> **Text section**:
****

Steven Craig Gunderson (born May 10, 1951) is an American former politician who was a Republican U.S. Representative for representing Wisconsin's 3rd congressional district from 1981 to 1997, when he was succeeded by Democrat Ron Kind. After leaving office, he was president and CEO of the Council on Foundations, and then of Career Education Colleges and Universities.

Early years
Gunderson grew up near Whitehall, Wisconsin. After studying at the University of Wisconsin–Madison, he went on to train at the Brown School of Broadcasting in Minneapolis.

Political career

Gunderson served in the Wisconsin State Assembly from 1975 to 1979 before being elected to the U.S. House of Representatives in 1980, to represent Wisconsin's 3rd congressional district. First elected to the 97th Congress, he served eight terms in the House and did not seek re-election to the 105th Congress in 1996. He was appointed by President Barack Obama to the President's Commission on White House Fellows in January 2010.

****

> **Source material**:
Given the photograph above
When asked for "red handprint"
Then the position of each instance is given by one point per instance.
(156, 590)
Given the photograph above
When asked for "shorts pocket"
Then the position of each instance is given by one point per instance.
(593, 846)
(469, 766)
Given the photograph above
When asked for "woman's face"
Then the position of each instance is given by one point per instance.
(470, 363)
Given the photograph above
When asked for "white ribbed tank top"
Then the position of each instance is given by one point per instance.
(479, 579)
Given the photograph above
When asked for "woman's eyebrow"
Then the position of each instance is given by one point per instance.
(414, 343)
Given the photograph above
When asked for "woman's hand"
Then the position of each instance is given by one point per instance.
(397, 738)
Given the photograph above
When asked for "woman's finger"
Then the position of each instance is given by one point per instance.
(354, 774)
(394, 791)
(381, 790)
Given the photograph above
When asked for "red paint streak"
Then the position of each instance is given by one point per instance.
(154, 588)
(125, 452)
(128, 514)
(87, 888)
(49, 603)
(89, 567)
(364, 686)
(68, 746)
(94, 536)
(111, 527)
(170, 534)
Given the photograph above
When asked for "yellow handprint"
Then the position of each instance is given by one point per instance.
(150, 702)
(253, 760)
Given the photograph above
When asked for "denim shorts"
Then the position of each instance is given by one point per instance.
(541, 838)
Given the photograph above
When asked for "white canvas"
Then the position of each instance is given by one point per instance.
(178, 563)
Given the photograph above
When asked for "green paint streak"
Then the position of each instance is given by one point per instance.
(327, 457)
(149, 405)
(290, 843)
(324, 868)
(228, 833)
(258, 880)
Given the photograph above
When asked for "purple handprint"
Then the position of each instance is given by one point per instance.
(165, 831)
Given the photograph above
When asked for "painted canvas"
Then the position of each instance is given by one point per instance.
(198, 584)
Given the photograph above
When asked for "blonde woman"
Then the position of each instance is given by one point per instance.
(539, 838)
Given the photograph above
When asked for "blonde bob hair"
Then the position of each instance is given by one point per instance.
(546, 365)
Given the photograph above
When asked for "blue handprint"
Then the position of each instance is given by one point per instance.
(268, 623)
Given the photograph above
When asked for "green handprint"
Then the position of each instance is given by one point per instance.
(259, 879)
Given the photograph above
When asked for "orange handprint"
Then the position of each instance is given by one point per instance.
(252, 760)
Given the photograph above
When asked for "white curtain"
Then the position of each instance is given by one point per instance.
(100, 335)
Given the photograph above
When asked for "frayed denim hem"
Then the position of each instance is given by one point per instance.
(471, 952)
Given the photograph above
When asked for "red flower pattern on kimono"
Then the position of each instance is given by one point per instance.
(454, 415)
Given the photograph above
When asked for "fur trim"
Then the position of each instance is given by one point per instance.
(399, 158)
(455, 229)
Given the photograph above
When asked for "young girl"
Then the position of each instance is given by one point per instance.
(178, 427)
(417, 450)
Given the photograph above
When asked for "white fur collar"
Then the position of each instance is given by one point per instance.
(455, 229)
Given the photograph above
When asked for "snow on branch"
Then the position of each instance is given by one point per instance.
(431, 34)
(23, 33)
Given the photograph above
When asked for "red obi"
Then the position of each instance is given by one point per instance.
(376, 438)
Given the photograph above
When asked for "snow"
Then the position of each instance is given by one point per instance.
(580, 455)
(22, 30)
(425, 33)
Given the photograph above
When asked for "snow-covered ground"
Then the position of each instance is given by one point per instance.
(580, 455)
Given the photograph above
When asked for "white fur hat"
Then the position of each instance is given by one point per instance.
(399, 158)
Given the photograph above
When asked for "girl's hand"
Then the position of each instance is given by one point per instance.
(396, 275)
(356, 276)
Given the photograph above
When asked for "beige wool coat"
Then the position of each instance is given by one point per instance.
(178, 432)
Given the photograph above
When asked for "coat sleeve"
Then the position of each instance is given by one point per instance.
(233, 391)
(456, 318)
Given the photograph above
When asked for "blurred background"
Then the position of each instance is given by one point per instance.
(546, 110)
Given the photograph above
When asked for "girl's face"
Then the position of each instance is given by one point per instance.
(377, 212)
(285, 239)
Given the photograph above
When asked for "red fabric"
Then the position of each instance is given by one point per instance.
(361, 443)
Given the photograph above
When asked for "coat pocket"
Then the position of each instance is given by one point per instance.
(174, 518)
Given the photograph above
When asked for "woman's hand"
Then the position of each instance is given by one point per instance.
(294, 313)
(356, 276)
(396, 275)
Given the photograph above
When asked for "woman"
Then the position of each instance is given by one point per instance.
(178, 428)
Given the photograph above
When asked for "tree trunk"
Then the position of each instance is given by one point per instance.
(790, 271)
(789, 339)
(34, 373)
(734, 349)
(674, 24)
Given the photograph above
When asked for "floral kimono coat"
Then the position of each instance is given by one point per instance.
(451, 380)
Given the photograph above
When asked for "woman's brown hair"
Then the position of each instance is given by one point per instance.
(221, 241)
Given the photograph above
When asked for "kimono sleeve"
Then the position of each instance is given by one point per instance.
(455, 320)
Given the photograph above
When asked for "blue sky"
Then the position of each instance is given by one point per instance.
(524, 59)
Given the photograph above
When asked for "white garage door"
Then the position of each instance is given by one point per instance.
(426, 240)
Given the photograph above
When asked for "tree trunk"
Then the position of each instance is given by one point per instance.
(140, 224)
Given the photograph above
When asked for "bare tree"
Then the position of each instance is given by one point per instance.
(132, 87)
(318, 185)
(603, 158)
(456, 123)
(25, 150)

****

> **List of tasks**:
(a) From the text on Steven Gunderson, please reproduce word for word the part that opens with the words "Steven Craig Gunderson" and closes with "Broadcasting in Minneapolis.".
(b) Select and copy each line of the records that contains the string "blue".

> **Answers to each task**:
(a)
Steven Craig Gunderson (born May 10, 1951) is an American former politician who was a Republican U.S. Representative for representing Wisconsin's 3rd congressional district from 1981 to 1997, when he was succeeded by Democrat Ron Kind. After leaving office, he was president and CEO of the Council on Foundations, and then of Career Education Colleges and Universities.

Early years
Gunderson grew up near Whitehall, Wisconsin. After studying at the University of Wisconsin–Madison, he went on to train at the Brown School of Broadcasting in Minneapolis.

(b)
When asked for "blue handprint"
When asked for "blue sky"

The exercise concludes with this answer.